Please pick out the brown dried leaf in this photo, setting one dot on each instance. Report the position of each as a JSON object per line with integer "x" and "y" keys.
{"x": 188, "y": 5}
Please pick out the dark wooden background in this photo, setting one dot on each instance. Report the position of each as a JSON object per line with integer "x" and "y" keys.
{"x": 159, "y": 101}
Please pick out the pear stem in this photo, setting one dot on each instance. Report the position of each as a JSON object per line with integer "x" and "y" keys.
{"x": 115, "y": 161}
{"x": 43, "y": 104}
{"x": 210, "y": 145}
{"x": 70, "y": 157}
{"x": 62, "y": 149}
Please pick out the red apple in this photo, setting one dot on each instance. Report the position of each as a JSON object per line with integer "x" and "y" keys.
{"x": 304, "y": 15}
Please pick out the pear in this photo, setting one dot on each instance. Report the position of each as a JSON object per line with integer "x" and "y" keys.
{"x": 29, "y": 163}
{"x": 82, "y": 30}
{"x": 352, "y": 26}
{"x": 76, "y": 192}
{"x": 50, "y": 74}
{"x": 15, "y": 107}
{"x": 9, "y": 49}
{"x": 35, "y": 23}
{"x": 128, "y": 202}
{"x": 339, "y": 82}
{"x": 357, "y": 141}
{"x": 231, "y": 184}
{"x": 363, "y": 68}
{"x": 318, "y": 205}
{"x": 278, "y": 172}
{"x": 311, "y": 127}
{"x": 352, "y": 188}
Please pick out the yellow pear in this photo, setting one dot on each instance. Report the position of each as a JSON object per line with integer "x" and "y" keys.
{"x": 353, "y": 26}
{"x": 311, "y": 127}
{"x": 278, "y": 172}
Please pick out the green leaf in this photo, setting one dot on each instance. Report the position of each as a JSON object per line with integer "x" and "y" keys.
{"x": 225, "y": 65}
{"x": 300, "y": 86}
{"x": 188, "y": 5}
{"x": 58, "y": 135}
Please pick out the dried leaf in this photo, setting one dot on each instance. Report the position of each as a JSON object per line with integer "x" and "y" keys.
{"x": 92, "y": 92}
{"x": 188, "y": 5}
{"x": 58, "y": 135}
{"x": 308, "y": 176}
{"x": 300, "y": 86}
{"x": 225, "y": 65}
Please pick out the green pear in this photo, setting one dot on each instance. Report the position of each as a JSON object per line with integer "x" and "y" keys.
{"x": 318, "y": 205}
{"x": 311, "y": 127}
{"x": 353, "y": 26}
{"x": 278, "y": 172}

++++

§ GIVEN PROBLEM
Write out the full set of records exactly as given.

§ THE ANSWER
Please pick out the brown dried leaf in this photo, setting one dot on each instance. Report the position of each as a JSON object per line with integer "x" and "y" keys.
{"x": 188, "y": 5}
Please pick out the dark wooden background in this photo, setting one dot on each instance. Report the position of each as a JSON object per line with integer "x" and "y" keys.
{"x": 159, "y": 101}
Please pick out the pear stem in this photo, setting one dot on each instance. Report the position of each as a JSON object per line with integer "x" and "y" keys.
{"x": 115, "y": 161}
{"x": 43, "y": 104}
{"x": 210, "y": 145}
{"x": 70, "y": 157}
{"x": 62, "y": 149}
Please pick out the red apple in this photo, setting one dot on each instance. Report the position of each as a JSON object per line with integer "x" and "y" keys.
{"x": 304, "y": 15}
Please pick out the pear in this photo, setting one dot on each instance. Report the position of each as a JSON object per line with integer "x" and "y" keys.
{"x": 29, "y": 163}
{"x": 82, "y": 30}
{"x": 352, "y": 26}
{"x": 76, "y": 192}
{"x": 50, "y": 74}
{"x": 15, "y": 107}
{"x": 9, "y": 49}
{"x": 35, "y": 23}
{"x": 128, "y": 202}
{"x": 339, "y": 82}
{"x": 357, "y": 141}
{"x": 231, "y": 184}
{"x": 363, "y": 68}
{"x": 318, "y": 205}
{"x": 278, "y": 172}
{"x": 311, "y": 127}
{"x": 352, "y": 188}
Please pick out the yellow pear in this photo, setting one dot on each instance. Report the position of each as a JSON object per line with integer "x" and "y" keys.
{"x": 353, "y": 26}
{"x": 311, "y": 127}
{"x": 278, "y": 172}
Please pick out the green leaf in this photo, setting one dot on each instance. Report the position of each as a JSON object per line with integer "x" and "y" keys.
{"x": 225, "y": 65}
{"x": 300, "y": 86}
{"x": 188, "y": 5}
{"x": 58, "y": 135}
Please pick out the dried leaf in this photo, setting one dot on each instance. Report the position of each as a JSON object per line with integer "x" and "y" keys.
{"x": 92, "y": 92}
{"x": 188, "y": 5}
{"x": 58, "y": 135}
{"x": 308, "y": 176}
{"x": 300, "y": 86}
{"x": 225, "y": 65}
Please pick out the green pear in this photo, setting one dot on each instance. Report the position of each as a JSON object per line with integer "x" and "y" keys.
{"x": 318, "y": 205}
{"x": 311, "y": 127}
{"x": 353, "y": 26}
{"x": 278, "y": 172}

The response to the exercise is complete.